* [SOURCE]
Note: jtd-codegen had to generate a custom type alias here, which is why the code has a bit of extra stuff. If you use “empty”, “type”, “ref”, “elements”, or “values” schemas at the top level of a schema, jtd-codegen has to emit type aliases in Python. In real-world schemas, this doesn’t happen very often.

Code generated from “Ref” schemas

“Ref” schemas will be converted into a reference to the definition being referred to:

{
  "definitions": {
    "example": { "type": "string" }
  },
  "ref": "example"
}

Generates into:

from dataclasses import dataclass
from typing import Any, Union, get_args, get_origin

def _from_json(cls, data):
    if data is None or cls in [bool, int, float, str, object] or cls is Any:
        return data
    if get_origin(cls) is Union:
        return _from_json(get_args(cls)[0], data)
    if get_origin(cls) is list:
        return [_from_json(get_args(cls)[0], d) for d in data]
    if get_origin(cls) is dict:
        return { k: _from_json(get_args(cls)[1], v) for k, v in data.items() }
    return cls.from_json(data)

def _to_json(data):
    if data is None or type(data) in [bool, int, float, str, object]:
        return data
    if type(data) is list:
        return [_to_json(d) for d in data]
    if type(data) is dict:
        return { k: _to_json(v) for k, v in data.items() }
    return data.to_json()

Stored entries
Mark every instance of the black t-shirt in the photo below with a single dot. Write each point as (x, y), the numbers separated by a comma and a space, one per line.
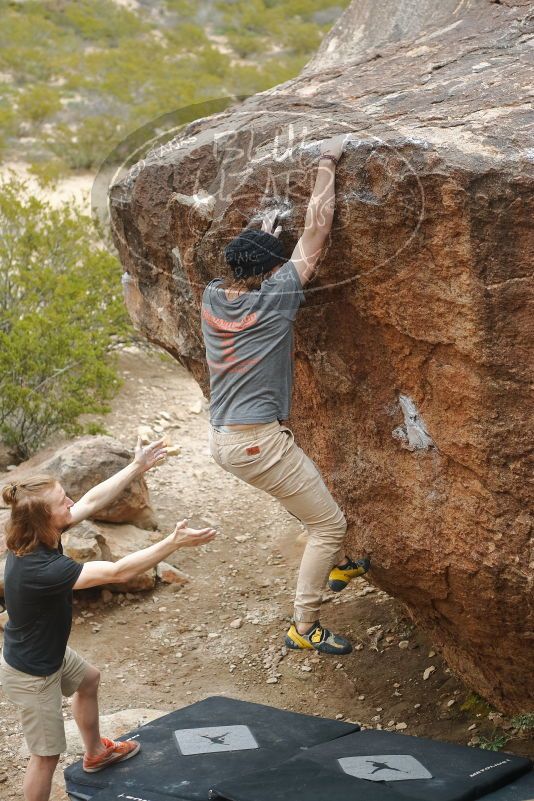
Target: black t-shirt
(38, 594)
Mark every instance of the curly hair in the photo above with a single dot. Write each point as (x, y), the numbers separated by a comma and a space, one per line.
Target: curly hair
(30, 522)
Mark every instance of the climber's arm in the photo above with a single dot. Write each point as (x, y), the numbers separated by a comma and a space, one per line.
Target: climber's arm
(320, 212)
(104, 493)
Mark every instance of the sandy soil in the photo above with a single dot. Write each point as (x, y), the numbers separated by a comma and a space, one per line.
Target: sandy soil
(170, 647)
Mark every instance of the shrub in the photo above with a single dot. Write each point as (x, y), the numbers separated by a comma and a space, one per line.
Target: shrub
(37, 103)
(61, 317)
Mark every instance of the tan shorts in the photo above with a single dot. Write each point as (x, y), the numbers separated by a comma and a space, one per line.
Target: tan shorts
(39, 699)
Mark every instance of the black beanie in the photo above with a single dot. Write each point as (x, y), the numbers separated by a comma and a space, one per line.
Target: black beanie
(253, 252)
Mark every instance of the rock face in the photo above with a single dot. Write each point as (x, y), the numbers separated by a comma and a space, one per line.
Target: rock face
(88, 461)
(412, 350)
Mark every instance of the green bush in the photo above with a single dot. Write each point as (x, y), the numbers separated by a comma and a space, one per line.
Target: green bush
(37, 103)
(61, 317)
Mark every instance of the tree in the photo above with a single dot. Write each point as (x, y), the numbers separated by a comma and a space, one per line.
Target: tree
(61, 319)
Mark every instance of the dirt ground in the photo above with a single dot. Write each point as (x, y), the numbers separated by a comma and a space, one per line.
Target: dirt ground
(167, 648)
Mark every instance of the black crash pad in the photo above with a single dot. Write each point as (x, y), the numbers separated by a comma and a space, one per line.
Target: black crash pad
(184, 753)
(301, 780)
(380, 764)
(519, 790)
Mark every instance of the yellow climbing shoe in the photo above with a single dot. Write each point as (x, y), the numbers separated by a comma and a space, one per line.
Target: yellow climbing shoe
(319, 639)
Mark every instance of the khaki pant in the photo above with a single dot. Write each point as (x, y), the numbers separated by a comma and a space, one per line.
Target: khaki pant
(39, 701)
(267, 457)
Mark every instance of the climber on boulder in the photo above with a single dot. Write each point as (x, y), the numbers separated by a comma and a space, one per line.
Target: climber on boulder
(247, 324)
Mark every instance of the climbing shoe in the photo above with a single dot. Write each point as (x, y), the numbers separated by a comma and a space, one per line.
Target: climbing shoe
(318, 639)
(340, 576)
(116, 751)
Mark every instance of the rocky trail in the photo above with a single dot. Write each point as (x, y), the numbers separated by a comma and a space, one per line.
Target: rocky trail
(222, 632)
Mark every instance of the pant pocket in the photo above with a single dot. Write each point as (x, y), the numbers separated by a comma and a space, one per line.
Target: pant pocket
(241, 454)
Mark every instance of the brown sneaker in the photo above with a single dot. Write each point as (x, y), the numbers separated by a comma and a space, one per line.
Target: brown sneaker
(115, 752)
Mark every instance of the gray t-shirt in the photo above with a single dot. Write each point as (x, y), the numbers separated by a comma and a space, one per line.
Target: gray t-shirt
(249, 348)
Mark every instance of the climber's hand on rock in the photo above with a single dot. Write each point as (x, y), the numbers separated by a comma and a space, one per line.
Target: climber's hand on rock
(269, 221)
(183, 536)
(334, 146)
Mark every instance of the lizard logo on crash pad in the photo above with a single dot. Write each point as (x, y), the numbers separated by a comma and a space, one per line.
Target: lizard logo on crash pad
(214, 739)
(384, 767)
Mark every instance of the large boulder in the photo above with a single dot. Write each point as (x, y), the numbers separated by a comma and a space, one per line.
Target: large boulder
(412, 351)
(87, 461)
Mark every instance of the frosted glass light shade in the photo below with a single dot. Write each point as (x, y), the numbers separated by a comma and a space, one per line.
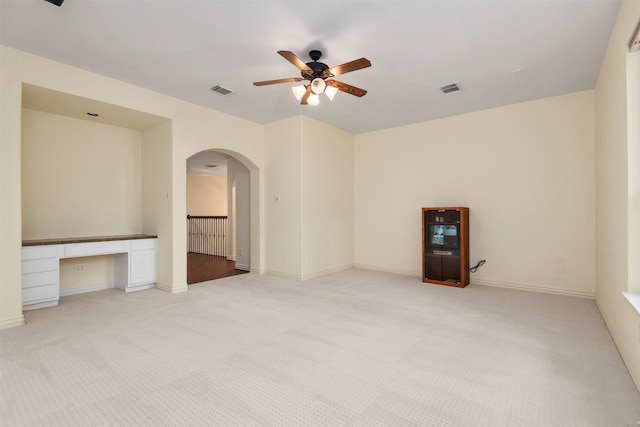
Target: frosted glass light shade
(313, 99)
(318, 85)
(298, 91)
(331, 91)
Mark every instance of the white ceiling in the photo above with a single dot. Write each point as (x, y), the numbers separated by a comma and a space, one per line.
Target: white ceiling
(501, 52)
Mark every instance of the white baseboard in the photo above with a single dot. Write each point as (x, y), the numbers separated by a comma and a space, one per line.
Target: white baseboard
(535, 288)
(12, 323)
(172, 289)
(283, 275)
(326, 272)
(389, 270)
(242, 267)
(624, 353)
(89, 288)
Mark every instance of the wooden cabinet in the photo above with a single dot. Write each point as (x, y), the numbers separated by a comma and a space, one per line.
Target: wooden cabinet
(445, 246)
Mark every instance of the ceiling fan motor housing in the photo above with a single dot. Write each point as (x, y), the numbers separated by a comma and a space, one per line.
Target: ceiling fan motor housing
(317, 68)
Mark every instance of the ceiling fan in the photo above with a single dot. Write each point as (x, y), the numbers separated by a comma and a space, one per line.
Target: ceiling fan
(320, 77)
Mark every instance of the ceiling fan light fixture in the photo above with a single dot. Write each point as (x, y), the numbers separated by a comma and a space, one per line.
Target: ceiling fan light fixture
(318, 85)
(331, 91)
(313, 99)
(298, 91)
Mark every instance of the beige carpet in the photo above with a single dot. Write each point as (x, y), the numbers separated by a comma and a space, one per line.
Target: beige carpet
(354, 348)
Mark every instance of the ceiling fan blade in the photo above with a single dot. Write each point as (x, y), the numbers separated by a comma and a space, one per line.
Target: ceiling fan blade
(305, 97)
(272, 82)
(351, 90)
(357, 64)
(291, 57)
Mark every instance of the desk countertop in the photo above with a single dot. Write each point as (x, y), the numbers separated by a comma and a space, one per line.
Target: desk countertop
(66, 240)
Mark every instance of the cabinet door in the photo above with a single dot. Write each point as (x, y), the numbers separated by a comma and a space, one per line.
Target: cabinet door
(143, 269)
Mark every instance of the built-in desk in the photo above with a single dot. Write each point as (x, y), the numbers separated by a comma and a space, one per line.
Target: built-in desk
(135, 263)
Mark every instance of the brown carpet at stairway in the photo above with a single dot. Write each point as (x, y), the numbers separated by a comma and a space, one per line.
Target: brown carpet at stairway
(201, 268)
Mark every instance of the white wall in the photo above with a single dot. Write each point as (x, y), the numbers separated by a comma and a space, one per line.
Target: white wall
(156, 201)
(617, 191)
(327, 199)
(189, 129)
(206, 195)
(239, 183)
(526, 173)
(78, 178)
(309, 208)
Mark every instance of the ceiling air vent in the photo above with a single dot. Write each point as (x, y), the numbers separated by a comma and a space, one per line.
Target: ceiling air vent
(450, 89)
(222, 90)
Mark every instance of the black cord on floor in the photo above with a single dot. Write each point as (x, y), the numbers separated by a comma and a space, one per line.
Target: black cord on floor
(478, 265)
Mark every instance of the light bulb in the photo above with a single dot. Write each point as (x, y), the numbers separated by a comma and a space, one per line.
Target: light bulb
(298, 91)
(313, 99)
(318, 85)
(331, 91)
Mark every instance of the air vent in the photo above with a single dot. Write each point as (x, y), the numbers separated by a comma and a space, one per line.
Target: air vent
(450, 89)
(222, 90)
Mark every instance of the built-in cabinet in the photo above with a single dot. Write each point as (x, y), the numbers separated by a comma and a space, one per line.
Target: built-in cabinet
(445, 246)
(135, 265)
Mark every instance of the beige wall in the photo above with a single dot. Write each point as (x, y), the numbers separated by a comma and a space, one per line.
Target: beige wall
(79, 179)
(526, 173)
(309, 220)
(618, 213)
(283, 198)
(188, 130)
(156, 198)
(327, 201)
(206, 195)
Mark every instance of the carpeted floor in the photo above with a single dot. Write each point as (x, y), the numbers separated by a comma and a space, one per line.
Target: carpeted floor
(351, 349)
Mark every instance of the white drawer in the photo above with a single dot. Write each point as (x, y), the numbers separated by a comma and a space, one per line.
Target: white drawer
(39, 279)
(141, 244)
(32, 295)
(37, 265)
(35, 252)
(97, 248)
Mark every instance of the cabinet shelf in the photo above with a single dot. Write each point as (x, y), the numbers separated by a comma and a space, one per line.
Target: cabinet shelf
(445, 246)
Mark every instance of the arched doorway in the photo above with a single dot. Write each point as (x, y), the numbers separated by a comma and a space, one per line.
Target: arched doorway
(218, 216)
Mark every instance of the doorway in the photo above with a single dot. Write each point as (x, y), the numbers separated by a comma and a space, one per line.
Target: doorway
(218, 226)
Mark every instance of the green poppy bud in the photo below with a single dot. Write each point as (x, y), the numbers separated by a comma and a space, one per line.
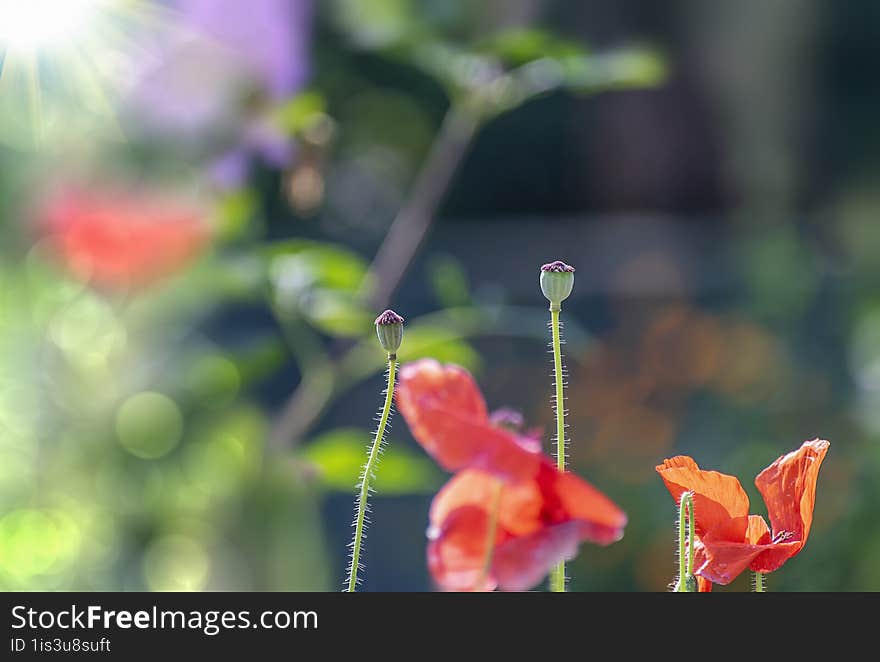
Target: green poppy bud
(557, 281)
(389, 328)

--

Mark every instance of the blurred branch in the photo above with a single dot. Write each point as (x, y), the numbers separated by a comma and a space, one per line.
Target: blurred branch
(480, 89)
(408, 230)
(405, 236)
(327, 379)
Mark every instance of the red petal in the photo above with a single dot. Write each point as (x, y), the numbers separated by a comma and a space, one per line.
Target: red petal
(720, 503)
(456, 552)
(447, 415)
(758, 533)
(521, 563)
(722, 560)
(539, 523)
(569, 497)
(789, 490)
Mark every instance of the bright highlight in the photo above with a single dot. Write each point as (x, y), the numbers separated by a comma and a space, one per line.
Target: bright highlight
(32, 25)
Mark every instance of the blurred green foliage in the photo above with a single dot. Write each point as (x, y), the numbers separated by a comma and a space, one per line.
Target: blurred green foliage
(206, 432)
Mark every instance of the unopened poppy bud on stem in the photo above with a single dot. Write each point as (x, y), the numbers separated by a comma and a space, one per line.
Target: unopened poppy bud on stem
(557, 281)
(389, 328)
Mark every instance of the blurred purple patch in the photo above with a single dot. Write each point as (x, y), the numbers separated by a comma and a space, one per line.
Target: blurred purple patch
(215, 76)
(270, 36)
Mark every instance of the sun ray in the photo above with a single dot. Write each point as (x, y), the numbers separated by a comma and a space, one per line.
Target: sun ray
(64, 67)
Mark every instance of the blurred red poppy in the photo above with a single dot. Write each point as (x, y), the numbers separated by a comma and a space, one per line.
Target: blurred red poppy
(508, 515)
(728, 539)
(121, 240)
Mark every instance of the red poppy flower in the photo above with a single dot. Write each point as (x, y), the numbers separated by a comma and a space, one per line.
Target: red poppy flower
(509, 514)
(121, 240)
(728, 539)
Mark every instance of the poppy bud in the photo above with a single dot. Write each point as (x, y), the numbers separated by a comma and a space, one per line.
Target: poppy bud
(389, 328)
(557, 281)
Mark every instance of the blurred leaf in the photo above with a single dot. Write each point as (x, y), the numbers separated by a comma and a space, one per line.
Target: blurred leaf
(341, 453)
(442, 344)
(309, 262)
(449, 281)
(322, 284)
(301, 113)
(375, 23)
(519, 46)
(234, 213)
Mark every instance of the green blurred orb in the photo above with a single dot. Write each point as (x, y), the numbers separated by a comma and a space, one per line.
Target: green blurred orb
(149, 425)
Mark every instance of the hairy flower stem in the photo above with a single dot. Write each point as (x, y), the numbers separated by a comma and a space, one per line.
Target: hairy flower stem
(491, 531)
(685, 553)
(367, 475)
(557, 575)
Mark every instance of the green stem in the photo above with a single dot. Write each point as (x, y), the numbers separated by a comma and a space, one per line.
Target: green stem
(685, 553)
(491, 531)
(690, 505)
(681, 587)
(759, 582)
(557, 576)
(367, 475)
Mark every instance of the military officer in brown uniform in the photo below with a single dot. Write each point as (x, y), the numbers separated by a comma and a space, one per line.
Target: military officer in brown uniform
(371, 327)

* [TASK TO COMPLETE] Write out the jtd-codegen text from "from dataclasses import" to "return cls.from_json(data)", changing every "cls" to "klass".

* [FINAL RESULT]
from dataclasses import dataclass
from typing import Any, Union, get_args, get_origin

def _from_json(klass, data):
    if data is None or klass in [bool, int, float, str, object] or klass is Any:
        return data
    if get_origin(klass) is Union:
        return _from_json(get_args(klass)[0], data)
    if get_origin(klass) is list:
        return [_from_json(get_args(klass)[0], d) for d in data]
    if get_origin(klass) is dict:
        return { k: _from_json(get_args(klass)[1], v) for k, v in data.items() }
    return klass.from_json(data)